EXERCISE DIRECTIONS
Below are the records; copy exactly the lines from the first through the one containing "rough mask: <svg", both included, and leave out the pictures.

SUPPLIED MATERIAL
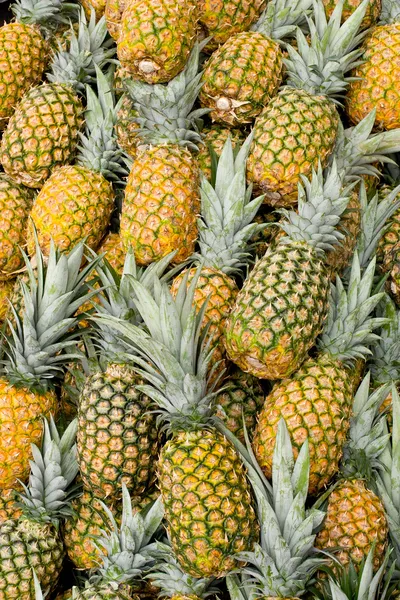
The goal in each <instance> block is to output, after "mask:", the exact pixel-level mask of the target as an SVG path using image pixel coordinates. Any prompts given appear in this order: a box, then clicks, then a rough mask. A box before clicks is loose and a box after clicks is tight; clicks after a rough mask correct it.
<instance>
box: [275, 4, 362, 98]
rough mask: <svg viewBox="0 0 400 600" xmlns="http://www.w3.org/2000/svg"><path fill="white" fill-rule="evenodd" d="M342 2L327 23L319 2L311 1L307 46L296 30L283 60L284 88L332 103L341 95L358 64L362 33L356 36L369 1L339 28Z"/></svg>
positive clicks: (346, 19)
mask: <svg viewBox="0 0 400 600" xmlns="http://www.w3.org/2000/svg"><path fill="white" fill-rule="evenodd" d="M343 3H344V0H339V2H338V3H337V4H336V7H335V10H334V11H333V13H332V16H331V18H330V19H329V21H328V22H327V19H326V13H325V7H324V5H323V3H322V0H314V3H313V4H314V17H313V18H311V17H307V21H308V26H309V30H310V38H311V41H310V44H309V43H308V42H307V39H306V37H305V35H304V34H303V32H302V31H301V30H300V29H298V30H297V35H296V37H297V46H298V49H297V50H295V49H294V48H293V47H292V46H290V45H287V51H288V55H289V58H284V63H285V65H286V70H287V74H288V79H287V85H288V86H289V87H294V88H300V89H302V90H305V91H306V92H309V93H311V94H315V95H320V94H321V95H325V96H329V97H330V98H331V100H332V101H333V102H335V103H339V100H338V97H340V96H342V95H343V93H344V92H345V90H346V87H347V85H348V83H349V82H350V81H352V80H353V78H352V77H346V76H345V75H346V73H348V72H349V71H350V70H351V69H353V68H354V67H355V66H356V65H357V64H359V61H358V59H359V58H360V56H361V54H362V49H361V48H360V47H359V46H360V43H361V41H362V39H363V37H364V36H365V32H362V33H358V31H359V28H360V24H361V21H362V20H363V18H364V14H365V11H366V9H367V7H368V4H369V0H363V2H362V3H361V4H360V6H359V7H358V8H357V9H356V10H355V11H354V13H353V14H352V15H351V16H350V17H349V18H348V19H346V20H345V22H344V23H343V25H341V17H342V10H343Z"/></svg>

RESPONSE BELOW
The goal in each <instance> block is to output, after "mask:", the exact pixel-level mask of the target as an SVG path using image pixel coordinates. Any prompts given appear in this order: a box, then clicks, then a rough mask. A box before clicks is loose and a box after clicks is tight; clicks after a rough mask correct it.
<instance>
box: [275, 4, 362, 98]
rough mask: <svg viewBox="0 0 400 600" xmlns="http://www.w3.org/2000/svg"><path fill="white" fill-rule="evenodd" d="M342 2L327 23L319 2L311 1L307 46L296 30L283 60L284 88L332 103L341 95L358 64L362 33L356 36L369 1L339 28Z"/></svg>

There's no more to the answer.